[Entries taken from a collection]
####################

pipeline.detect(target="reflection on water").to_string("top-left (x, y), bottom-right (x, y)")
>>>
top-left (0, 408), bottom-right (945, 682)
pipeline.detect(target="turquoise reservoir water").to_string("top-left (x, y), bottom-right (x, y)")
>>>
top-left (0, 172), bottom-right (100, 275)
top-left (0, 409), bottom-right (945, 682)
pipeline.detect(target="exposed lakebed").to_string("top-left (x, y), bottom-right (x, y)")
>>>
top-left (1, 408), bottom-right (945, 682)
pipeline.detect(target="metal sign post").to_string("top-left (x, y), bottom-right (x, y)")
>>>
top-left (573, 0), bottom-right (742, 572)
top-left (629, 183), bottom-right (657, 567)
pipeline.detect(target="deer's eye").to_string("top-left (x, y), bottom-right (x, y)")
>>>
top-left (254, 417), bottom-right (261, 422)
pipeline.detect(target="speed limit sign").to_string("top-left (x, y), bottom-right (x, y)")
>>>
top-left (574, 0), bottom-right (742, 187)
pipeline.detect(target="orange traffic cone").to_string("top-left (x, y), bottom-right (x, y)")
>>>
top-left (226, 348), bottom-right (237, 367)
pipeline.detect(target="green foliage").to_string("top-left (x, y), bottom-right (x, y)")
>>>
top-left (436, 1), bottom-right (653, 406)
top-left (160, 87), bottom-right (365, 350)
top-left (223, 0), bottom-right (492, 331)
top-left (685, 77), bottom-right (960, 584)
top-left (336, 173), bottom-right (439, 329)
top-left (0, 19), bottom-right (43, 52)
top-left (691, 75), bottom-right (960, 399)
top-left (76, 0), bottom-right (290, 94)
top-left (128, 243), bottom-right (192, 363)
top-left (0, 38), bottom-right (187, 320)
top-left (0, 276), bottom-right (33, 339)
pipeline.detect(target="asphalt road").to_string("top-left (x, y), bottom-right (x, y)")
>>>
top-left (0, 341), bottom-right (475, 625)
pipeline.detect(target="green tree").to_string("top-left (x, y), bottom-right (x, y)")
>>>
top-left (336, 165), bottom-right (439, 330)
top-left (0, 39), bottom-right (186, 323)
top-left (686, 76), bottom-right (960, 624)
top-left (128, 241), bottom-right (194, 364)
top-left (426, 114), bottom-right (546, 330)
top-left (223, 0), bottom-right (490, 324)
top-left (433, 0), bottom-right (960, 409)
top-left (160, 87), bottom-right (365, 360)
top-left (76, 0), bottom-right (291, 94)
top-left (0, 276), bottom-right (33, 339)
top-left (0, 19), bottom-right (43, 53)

####################

### What to work on:
Retype each entry exactly, missing none.

### Response to the task:
pipeline.detect(target="reflection on water").to_string("top-left (x, y), bottom-right (x, y)")
>>>
top-left (0, 408), bottom-right (945, 682)
pipeline.detect(target="turquoise reservoir water").to_string("top-left (x, y), bottom-right (x, y)")
>>>
top-left (0, 172), bottom-right (100, 275)
top-left (0, 409), bottom-right (945, 682)
pipeline.detect(target="exposed lakebed").to_string("top-left (x, y), bottom-right (x, y)")
>>>
top-left (1, 408), bottom-right (945, 682)
pipeline.detect(target="metal sign post").to_string("top-left (x, y), bottom-right (x, y)")
>>>
top-left (573, 0), bottom-right (742, 572)
top-left (629, 183), bottom-right (657, 567)
pipeline.detect(target="deer's eye").to_string("top-left (x, y), bottom-right (x, y)")
>>>
top-left (254, 417), bottom-right (261, 422)
pipeline.detect(target="speed limit sign").to_string("top-left (x, y), bottom-right (x, y)")
>>>
top-left (574, 0), bottom-right (742, 187)
pipeline.detect(target="orange traffic cone").to_string("top-left (x, y), bottom-right (x, y)")
>>>
top-left (226, 348), bottom-right (237, 367)
pipeline.detect(target="green foliage").to_string("top-left (x, y), bottom-right (x, y)")
>>>
top-left (436, 1), bottom-right (653, 406)
top-left (160, 87), bottom-right (365, 350)
top-left (223, 0), bottom-right (492, 331)
top-left (685, 77), bottom-right (960, 584)
top-left (336, 173), bottom-right (439, 329)
top-left (0, 19), bottom-right (43, 52)
top-left (691, 75), bottom-right (960, 399)
top-left (76, 0), bottom-right (290, 94)
top-left (128, 243), bottom-right (192, 363)
top-left (0, 38), bottom-right (187, 320)
top-left (0, 276), bottom-right (33, 339)
pipeline.detect(target="asphalt road").to_string("top-left (x, y), bottom-right (x, y)")
>>>
top-left (0, 341), bottom-right (475, 625)
pipeline.detect(target="green tree").to_string("top-left (x, y), bottom-right (x, y)")
>>>
top-left (336, 165), bottom-right (439, 330)
top-left (0, 39), bottom-right (186, 323)
top-left (686, 76), bottom-right (960, 624)
top-left (128, 241), bottom-right (194, 364)
top-left (426, 114), bottom-right (546, 330)
top-left (223, 0), bottom-right (490, 324)
top-left (433, 0), bottom-right (960, 409)
top-left (160, 87), bottom-right (365, 360)
top-left (76, 0), bottom-right (291, 94)
top-left (0, 276), bottom-right (33, 339)
top-left (0, 19), bottom-right (43, 53)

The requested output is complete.